_TEXT PROVIDED_

The animals were used strictly for scientific purposes, as described in the approved protocol. The number of animals was kept to the minimum required to achieve statistically significant results, following the principles of Replacement, Reduction, and Refinement (the 3Rs). Humane endpoints were predefined (sudden loss of weight of more than 20% of body mass, torpor, reduction of body temperature below 35 degrees Celsius, non-reaction to physical stimulus, open lesions larger than 4mm in diameter), and animals were monitored regularly for clinical signs of distress or pain. Humane endpoints were not met during the course of the studies for any animals.
Animals (C57BL/6J or BALB/c mice) were purchased from Jackson Labs and acclimated to the local facility since 3 weeks of age. For Figure 4D, randomization was performed at the animal level to assign individual mice within mixed cages to ethanol vs. vehicle treatment. For Figures 5A, B, randomization was performed at the cage level using an online randomizer (random.org). For Figure 5C, Supplementary Figure 5, all available aged animals were included; these fixed cohorts precluded randomization.

_EXERCISE SET_
1. Repeat the passage from the animal-use text, from "Animals (C57BL/6J or" up to and including "cohorts precluded randomization.".
2. In the animal-use text, what body temperature was set as a humane endpoint?

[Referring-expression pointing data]
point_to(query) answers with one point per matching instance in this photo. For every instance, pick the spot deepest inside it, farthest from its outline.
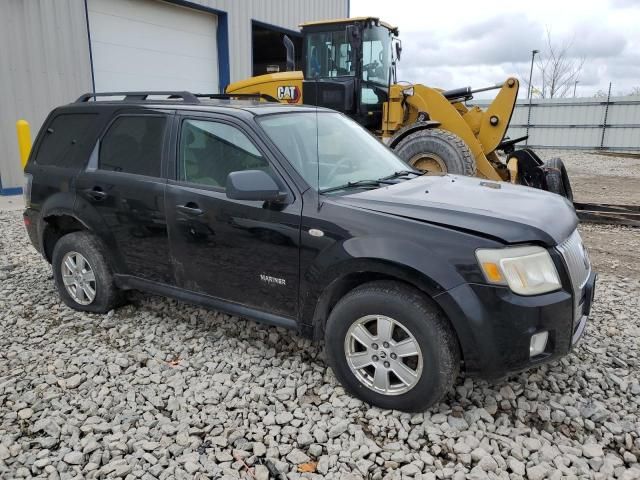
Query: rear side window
(67, 140)
(133, 144)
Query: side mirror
(353, 36)
(291, 53)
(255, 185)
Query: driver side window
(210, 151)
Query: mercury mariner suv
(297, 217)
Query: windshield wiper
(358, 183)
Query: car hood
(506, 212)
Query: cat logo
(290, 93)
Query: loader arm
(496, 118)
(431, 101)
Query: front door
(122, 192)
(245, 252)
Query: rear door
(244, 252)
(122, 191)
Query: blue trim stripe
(224, 74)
(11, 191)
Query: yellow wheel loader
(349, 65)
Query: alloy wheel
(78, 278)
(383, 354)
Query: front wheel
(437, 151)
(82, 274)
(391, 346)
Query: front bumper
(494, 325)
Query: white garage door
(152, 45)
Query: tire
(417, 316)
(77, 246)
(439, 149)
(558, 179)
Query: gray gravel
(161, 389)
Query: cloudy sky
(458, 43)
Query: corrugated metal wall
(283, 13)
(44, 62)
(44, 55)
(578, 123)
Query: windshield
(376, 55)
(346, 152)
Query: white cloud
(475, 43)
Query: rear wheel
(558, 179)
(83, 278)
(391, 347)
(437, 151)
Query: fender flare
(409, 129)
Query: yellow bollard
(24, 141)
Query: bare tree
(556, 70)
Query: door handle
(96, 193)
(190, 209)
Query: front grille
(577, 262)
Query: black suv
(297, 217)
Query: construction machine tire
(557, 178)
(435, 150)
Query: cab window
(329, 55)
(210, 151)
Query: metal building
(54, 51)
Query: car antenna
(317, 147)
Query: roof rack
(230, 96)
(186, 97)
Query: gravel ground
(161, 389)
(600, 178)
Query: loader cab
(348, 66)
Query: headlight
(526, 270)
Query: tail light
(28, 181)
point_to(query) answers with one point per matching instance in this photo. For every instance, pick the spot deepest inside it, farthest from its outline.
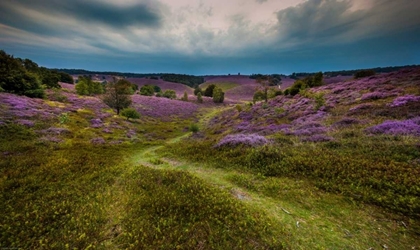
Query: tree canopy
(118, 95)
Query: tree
(64, 77)
(157, 89)
(264, 82)
(117, 95)
(364, 73)
(185, 97)
(209, 90)
(218, 95)
(197, 90)
(130, 113)
(147, 90)
(16, 79)
(199, 98)
(169, 93)
(85, 86)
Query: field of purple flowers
(358, 137)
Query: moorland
(321, 162)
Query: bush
(198, 90)
(364, 73)
(258, 96)
(157, 89)
(171, 94)
(130, 113)
(218, 95)
(147, 90)
(199, 98)
(85, 86)
(185, 97)
(209, 90)
(194, 128)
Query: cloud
(319, 22)
(36, 15)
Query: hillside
(334, 167)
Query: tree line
(25, 77)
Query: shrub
(157, 89)
(209, 90)
(171, 94)
(243, 139)
(130, 113)
(364, 73)
(185, 97)
(147, 90)
(258, 96)
(198, 90)
(199, 98)
(319, 100)
(63, 118)
(218, 95)
(85, 86)
(239, 108)
(194, 128)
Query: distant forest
(192, 81)
(189, 80)
(353, 71)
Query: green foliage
(199, 98)
(185, 97)
(85, 86)
(274, 79)
(157, 89)
(15, 78)
(64, 77)
(188, 80)
(209, 90)
(117, 95)
(194, 128)
(218, 95)
(130, 113)
(197, 90)
(53, 198)
(274, 92)
(364, 73)
(319, 100)
(297, 86)
(147, 90)
(63, 118)
(258, 96)
(175, 210)
(169, 93)
(379, 172)
(307, 82)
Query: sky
(209, 37)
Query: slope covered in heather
(334, 167)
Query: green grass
(225, 86)
(166, 188)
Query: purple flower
(96, 123)
(402, 100)
(27, 123)
(406, 127)
(317, 138)
(131, 133)
(98, 140)
(243, 139)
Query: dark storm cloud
(316, 20)
(17, 14)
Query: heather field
(334, 167)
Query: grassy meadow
(334, 167)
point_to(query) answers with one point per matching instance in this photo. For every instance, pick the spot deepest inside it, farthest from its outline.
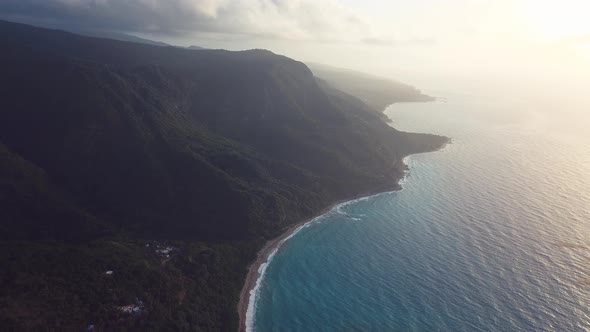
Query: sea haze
(489, 234)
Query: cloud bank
(285, 19)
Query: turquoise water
(490, 234)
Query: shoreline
(257, 268)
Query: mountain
(377, 92)
(137, 182)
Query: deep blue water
(490, 234)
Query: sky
(509, 42)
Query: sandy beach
(271, 245)
(274, 244)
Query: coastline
(257, 268)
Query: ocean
(491, 233)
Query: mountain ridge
(209, 152)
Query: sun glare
(558, 19)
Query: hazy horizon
(543, 44)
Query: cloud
(398, 42)
(285, 19)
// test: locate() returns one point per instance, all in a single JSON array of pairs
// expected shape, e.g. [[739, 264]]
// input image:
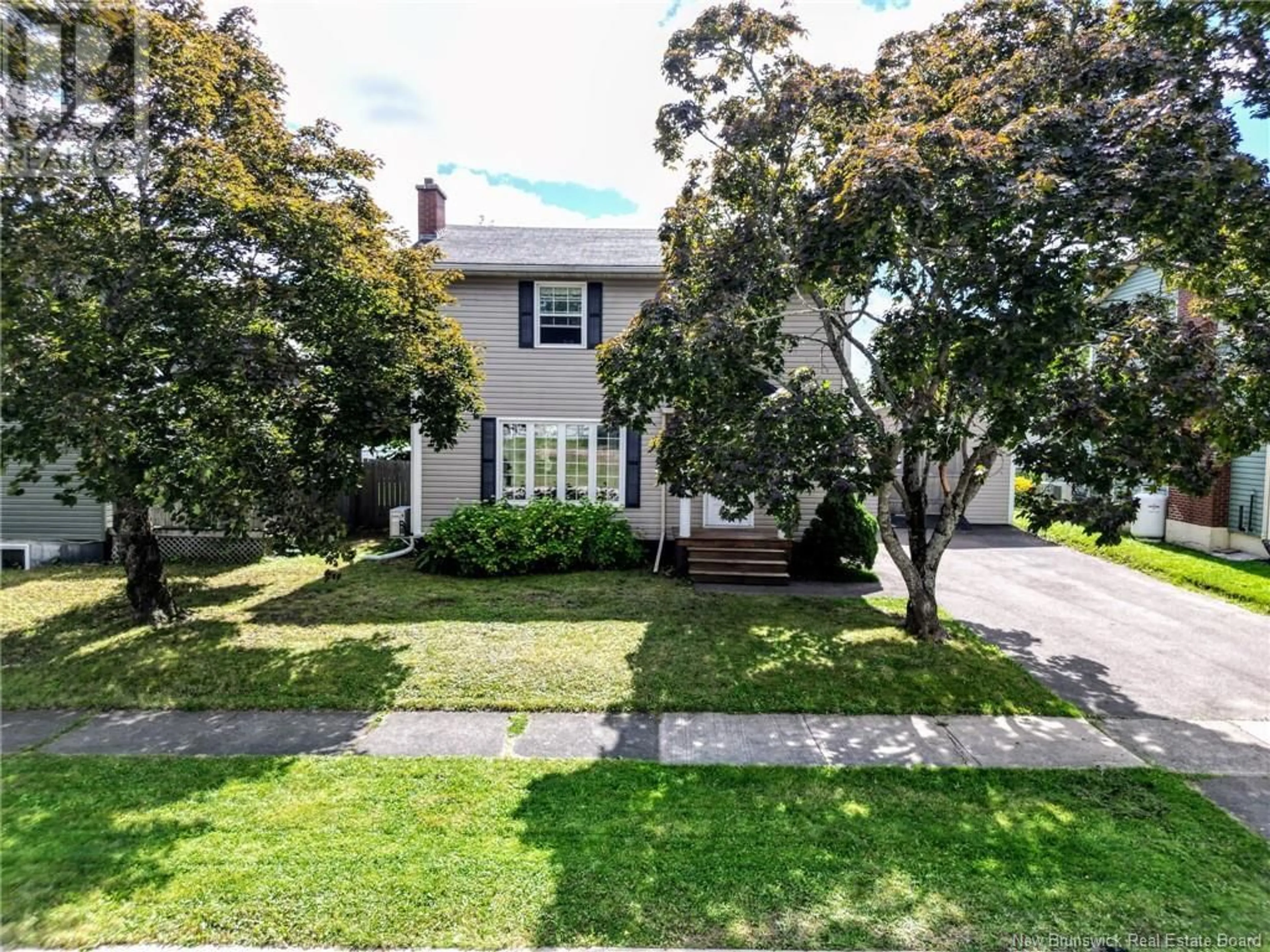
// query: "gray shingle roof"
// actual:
[[496, 248]]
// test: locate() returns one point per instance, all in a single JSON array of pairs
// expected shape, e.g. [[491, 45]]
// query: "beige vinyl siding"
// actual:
[[37, 516], [531, 384], [1143, 281], [561, 384], [1248, 492]]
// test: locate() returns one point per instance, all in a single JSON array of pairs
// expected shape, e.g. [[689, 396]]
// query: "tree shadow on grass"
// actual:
[[80, 572], [78, 827], [96, 655], [634, 642], [874, 858]]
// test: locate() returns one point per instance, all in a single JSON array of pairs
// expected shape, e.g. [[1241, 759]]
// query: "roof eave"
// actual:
[[627, 271]]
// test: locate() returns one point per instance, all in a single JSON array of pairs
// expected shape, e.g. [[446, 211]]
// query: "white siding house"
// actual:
[[538, 301]]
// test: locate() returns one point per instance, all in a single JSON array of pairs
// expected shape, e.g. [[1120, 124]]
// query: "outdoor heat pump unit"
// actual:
[[399, 521]]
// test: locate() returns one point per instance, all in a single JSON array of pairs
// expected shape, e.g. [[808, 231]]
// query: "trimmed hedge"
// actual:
[[545, 536], [840, 541]]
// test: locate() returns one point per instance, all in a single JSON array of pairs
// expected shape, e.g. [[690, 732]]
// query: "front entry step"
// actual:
[[738, 560]]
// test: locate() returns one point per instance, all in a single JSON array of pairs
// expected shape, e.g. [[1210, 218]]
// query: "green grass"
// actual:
[[387, 852], [276, 636], [1244, 583]]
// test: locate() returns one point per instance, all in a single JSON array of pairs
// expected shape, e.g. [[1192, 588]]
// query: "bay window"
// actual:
[[566, 460]]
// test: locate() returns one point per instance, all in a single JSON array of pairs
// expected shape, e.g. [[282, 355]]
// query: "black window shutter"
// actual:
[[488, 455], [595, 314], [526, 314], [633, 460]]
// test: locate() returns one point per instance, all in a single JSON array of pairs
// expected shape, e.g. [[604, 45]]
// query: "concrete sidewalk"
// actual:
[[802, 740], [1235, 753]]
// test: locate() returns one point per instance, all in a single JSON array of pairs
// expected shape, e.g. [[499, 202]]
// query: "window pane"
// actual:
[[549, 334], [608, 464], [561, 313], [577, 449], [514, 461], [547, 450]]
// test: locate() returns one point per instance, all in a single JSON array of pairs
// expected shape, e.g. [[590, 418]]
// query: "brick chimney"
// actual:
[[432, 210]]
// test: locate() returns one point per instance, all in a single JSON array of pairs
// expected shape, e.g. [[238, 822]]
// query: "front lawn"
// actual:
[[276, 636], [1244, 583], [385, 852]]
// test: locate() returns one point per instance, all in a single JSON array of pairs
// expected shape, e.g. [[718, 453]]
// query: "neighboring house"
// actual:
[[37, 529], [1234, 516], [539, 301]]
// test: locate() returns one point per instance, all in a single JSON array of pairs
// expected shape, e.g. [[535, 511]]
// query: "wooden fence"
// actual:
[[387, 484]]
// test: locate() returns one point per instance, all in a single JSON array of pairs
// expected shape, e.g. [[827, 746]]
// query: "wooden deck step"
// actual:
[[736, 542], [738, 559], [751, 565], [747, 555]]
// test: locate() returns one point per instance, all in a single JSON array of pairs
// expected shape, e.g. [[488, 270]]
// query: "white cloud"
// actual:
[[561, 92]]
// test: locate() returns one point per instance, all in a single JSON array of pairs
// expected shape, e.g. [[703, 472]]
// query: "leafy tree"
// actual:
[[969, 202], [220, 324]]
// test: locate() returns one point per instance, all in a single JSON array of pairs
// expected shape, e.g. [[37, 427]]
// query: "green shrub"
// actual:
[[545, 536], [841, 540]]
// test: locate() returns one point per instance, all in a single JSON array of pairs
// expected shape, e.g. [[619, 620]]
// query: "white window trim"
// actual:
[[538, 320], [620, 503]]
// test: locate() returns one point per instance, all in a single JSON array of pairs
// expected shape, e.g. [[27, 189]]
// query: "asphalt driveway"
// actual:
[[1112, 640]]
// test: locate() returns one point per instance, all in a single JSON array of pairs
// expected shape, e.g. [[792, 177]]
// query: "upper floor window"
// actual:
[[559, 317]]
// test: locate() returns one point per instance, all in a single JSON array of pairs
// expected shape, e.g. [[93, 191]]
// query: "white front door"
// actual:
[[713, 518]]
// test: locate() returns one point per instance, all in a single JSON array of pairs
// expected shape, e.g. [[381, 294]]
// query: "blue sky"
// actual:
[[529, 113]]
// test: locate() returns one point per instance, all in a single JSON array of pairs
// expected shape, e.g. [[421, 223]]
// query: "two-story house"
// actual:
[[1234, 515], [539, 301]]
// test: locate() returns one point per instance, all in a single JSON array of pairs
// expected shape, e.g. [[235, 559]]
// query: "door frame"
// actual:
[[748, 524]]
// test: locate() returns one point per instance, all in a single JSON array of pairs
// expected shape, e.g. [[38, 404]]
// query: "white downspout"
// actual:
[[661, 539], [416, 480], [416, 498], [1265, 497]]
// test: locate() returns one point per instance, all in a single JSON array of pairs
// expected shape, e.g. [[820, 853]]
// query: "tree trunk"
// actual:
[[922, 617], [143, 564]]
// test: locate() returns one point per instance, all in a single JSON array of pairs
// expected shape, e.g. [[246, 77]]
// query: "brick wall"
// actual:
[[432, 210], [1212, 509]]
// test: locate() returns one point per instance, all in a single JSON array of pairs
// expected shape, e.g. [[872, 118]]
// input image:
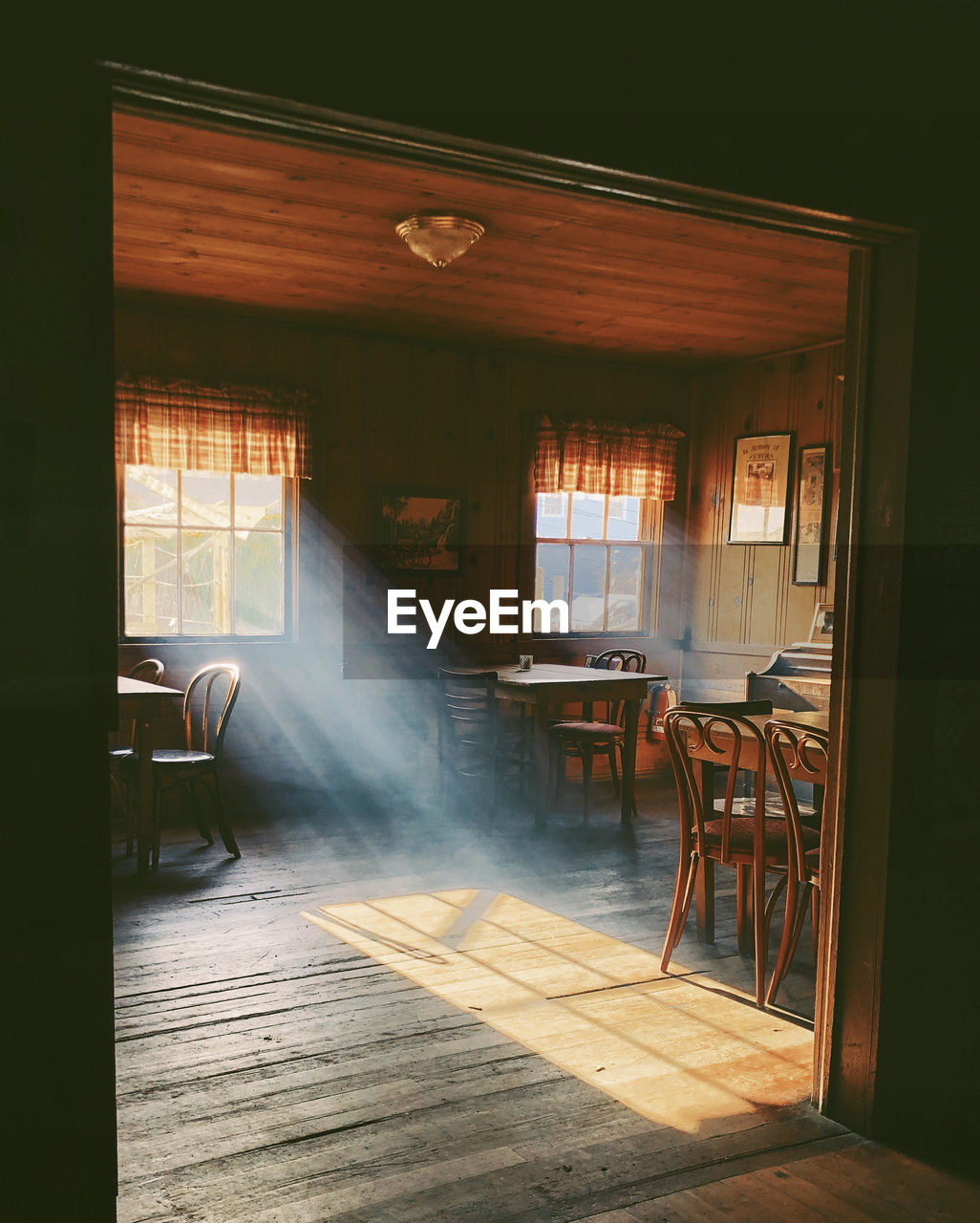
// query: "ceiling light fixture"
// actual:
[[438, 240]]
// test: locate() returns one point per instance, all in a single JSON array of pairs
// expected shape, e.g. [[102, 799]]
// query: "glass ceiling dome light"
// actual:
[[438, 240]]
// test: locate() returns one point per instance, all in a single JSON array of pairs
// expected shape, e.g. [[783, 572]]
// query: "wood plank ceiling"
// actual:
[[226, 221]]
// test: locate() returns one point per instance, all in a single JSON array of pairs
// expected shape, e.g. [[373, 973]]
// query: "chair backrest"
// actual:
[[727, 739], [208, 702], [467, 720], [150, 671], [618, 660], [613, 660], [797, 754]]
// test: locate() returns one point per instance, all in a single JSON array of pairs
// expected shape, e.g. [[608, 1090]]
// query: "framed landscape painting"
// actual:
[[420, 529]]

_NUMBERED ANSWERS_
1.
Animals (C57BL/6J or BALB/c mice) were purchased from Jackson Labs and acclimated to the local facility since 3 weeks of age. For Figure 4D, randomization was performed at the animal level to assign individual mice within mixed cages to ethanol vs. vehicle treatment. For Figures 5A, B, randomization was performed at the cage level using an online randomizer (random.org). For Figure 5C, Supplementary Figure 5, all available aged animals were included; these fixed cohorts precluded randomization.

2. A reduction of body temperature below 35 degrees Celsius.